:: Information shown

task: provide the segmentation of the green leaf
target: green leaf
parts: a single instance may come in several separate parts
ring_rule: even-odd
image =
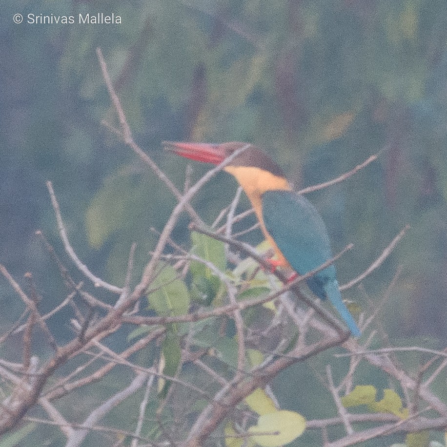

::::

What the exercise asks: Reproduce every line of the item above word for word, leaving out the picture.

The answer:
task: provide the segmentation of the green leaf
target: green leaf
parts: a single instance may come in several separate parts
ring_rule: even-odd
image =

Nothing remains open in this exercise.